What to work on: Begin the copy at the line containing "Where can you see the snow-covered" and end it at the final line of the material below, reproducing each line exactly, without images.
..............................
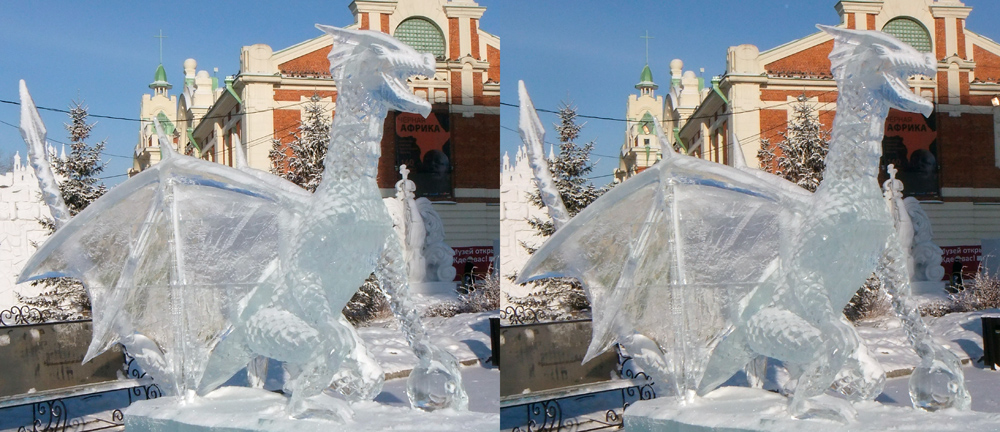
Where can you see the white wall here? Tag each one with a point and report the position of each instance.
(20, 208)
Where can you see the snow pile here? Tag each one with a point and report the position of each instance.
(743, 409)
(465, 336)
(244, 409)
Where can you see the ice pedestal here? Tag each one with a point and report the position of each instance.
(241, 409)
(732, 409)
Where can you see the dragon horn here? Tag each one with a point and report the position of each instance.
(739, 160)
(533, 135)
(33, 131)
(166, 148)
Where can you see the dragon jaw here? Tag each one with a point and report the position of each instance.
(884, 65)
(393, 60)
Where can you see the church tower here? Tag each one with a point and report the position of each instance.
(642, 147)
(161, 106)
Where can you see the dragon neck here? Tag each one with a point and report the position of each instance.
(355, 141)
(856, 142)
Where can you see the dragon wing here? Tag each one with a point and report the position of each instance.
(170, 255)
(685, 235)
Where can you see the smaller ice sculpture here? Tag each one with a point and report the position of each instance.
(428, 257)
(892, 189)
(199, 268)
(913, 227)
(698, 269)
(926, 255)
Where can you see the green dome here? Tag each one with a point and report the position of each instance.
(646, 79)
(160, 79)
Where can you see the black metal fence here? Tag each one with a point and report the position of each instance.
(79, 408)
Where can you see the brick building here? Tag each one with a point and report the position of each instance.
(453, 155)
(950, 161)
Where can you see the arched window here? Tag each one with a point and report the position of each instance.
(910, 31)
(423, 35)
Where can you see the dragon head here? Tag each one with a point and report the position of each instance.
(881, 63)
(387, 63)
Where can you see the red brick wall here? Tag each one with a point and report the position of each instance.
(285, 122)
(456, 87)
(454, 40)
(782, 95)
(963, 87)
(475, 151)
(961, 39)
(771, 123)
(388, 173)
(297, 95)
(474, 31)
(939, 38)
(493, 56)
(811, 61)
(477, 88)
(965, 151)
(314, 63)
(987, 65)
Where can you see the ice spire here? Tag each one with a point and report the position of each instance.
(533, 135)
(33, 131)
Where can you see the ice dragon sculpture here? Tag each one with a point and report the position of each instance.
(199, 267)
(699, 269)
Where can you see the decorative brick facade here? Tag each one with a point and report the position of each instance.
(951, 157)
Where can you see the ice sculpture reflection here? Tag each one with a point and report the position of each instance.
(700, 269)
(198, 267)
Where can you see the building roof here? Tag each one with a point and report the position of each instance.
(160, 78)
(646, 79)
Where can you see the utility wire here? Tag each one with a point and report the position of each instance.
(141, 120)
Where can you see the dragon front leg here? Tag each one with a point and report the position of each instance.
(436, 381)
(938, 382)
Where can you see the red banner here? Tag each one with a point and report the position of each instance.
(971, 256)
(480, 258)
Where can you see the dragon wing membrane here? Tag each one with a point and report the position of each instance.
(186, 235)
(686, 234)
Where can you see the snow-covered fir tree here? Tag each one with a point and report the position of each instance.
(301, 160)
(66, 298)
(801, 156)
(570, 168)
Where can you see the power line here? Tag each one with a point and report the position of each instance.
(141, 120)
(63, 143)
(688, 119)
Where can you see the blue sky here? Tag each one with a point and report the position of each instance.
(590, 51)
(104, 53)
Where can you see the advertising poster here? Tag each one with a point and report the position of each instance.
(910, 144)
(473, 259)
(424, 146)
(969, 257)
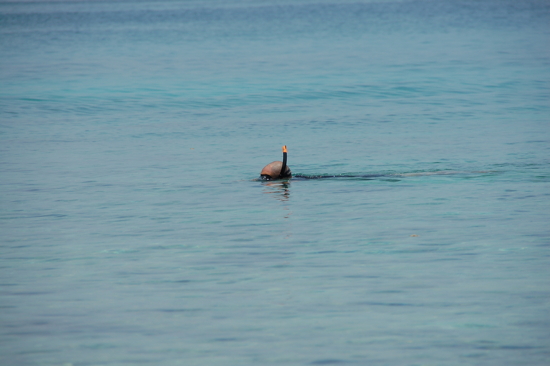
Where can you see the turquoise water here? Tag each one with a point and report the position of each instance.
..............................
Expected output:
Where can you see the snow-covered fir tree here? Tag each one with a point and report the position of each instance.
(301, 160)
(66, 298)
(801, 156)
(570, 168)
Where can you see the power line here? Tag each one with a point and report the position of each instance.
(141, 120)
(63, 143)
(688, 119)
Where can you see the blue sky here? Tag each one with a point and report the position of each instance.
(590, 51)
(104, 53)
Where can you see the advertising poster here? Tag each one with a point and report the position of each instance.
(910, 144)
(473, 259)
(424, 146)
(969, 257)
Where can you see the turquoise water here? Tag each one with a point and report the position of each instance.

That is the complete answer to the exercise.